- Required task
Starting at the line that contains "of the officer", copy out every line through the end of the records.

____

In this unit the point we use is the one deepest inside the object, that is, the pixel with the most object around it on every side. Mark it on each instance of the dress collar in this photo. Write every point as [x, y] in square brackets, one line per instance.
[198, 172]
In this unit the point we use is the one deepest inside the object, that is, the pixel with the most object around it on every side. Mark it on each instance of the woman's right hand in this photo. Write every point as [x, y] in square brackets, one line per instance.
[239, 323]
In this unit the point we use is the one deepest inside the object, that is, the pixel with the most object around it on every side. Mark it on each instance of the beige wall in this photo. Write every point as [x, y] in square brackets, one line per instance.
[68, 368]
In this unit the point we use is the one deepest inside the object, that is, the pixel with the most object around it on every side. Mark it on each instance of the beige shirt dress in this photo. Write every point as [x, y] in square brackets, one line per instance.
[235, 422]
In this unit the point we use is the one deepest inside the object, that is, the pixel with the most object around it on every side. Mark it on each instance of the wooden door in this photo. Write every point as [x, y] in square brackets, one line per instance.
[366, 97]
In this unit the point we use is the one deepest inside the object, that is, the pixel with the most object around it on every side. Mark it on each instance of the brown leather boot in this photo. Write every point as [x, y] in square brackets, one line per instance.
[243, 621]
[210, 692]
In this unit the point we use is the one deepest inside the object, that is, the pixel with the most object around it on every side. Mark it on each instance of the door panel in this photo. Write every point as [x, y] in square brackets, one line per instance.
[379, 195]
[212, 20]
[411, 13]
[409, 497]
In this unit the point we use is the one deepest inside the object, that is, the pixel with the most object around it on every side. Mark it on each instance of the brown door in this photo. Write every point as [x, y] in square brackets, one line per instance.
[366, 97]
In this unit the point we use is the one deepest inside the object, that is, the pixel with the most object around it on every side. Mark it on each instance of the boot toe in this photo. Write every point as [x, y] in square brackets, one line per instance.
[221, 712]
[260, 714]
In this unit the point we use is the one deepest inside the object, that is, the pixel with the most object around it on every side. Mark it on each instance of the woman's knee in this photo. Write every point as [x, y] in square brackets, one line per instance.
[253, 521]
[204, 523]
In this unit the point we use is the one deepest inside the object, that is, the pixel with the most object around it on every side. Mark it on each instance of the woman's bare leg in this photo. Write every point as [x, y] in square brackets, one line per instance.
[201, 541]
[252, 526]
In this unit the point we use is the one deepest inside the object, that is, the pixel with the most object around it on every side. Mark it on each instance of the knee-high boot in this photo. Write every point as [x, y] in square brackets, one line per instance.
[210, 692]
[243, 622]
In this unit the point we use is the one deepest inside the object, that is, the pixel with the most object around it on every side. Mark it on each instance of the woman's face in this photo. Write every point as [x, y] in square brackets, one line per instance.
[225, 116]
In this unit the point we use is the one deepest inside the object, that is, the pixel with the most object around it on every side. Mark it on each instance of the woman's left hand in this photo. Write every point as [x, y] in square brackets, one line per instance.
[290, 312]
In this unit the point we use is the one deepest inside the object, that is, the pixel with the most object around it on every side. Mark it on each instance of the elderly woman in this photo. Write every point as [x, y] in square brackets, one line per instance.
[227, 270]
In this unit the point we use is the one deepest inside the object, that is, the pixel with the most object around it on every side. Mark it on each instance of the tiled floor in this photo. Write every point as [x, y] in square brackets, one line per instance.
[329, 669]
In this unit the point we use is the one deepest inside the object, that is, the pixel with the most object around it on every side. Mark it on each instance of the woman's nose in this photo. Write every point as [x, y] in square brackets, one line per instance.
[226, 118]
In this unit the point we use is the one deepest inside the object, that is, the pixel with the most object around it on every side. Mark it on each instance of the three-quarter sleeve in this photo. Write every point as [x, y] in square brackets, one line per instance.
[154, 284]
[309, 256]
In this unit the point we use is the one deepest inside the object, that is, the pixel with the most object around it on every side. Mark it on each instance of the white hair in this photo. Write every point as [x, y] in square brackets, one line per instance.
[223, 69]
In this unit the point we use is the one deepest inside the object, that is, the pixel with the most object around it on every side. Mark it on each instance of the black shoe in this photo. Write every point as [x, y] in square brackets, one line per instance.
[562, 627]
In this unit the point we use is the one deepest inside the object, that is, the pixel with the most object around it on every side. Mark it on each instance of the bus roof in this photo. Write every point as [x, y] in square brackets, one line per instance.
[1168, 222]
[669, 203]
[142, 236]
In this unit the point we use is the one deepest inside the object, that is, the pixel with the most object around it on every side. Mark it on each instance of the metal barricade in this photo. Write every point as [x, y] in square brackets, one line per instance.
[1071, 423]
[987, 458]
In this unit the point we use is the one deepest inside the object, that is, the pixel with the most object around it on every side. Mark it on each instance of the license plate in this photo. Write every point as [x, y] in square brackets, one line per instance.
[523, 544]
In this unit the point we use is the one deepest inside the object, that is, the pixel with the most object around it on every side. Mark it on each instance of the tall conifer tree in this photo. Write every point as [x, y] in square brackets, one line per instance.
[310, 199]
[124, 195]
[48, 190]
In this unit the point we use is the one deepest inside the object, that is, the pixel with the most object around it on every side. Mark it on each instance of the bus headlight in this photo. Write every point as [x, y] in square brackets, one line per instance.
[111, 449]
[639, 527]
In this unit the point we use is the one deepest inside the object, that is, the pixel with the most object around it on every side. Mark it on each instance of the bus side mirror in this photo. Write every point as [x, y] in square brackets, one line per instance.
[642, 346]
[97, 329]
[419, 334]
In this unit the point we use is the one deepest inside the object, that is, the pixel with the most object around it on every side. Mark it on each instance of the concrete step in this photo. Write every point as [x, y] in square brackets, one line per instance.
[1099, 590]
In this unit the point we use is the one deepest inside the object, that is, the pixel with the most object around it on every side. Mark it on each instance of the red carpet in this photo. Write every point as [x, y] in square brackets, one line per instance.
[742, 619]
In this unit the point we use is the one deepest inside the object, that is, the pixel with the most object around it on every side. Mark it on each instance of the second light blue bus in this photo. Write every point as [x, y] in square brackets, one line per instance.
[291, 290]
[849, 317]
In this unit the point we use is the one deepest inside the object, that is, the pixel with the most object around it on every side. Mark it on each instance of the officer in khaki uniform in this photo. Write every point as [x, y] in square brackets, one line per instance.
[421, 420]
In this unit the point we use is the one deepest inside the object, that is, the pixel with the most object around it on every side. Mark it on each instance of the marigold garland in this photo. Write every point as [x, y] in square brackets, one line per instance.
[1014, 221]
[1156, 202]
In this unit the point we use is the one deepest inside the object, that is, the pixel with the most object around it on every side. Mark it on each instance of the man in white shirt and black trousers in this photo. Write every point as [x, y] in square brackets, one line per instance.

____

- Worked solution
In this unit the point we use is the one deepest inside the object, that is, the pixel with the most object around it on every side. Mark it on each instance of the officer in khaki uniform in this photo. Write every point as [x, y] in square brackets, one line per instance.
[421, 420]
In this unit the point we use is the one deepest inside the object, that is, the pixel with the most object around it on every side. Mark it on each instance of the marigold garland in this photo. Write every point as [x, y] in square brackets, one line per instance.
[1014, 221]
[1156, 202]
In this unit the point we use is the one deepest inside the object, that is, the pixel with the most object around it on every side. Mark it on each instance of the man in white shirt and black trousers in this photo. Write every point as [x, y] in square brackets, one line per instance.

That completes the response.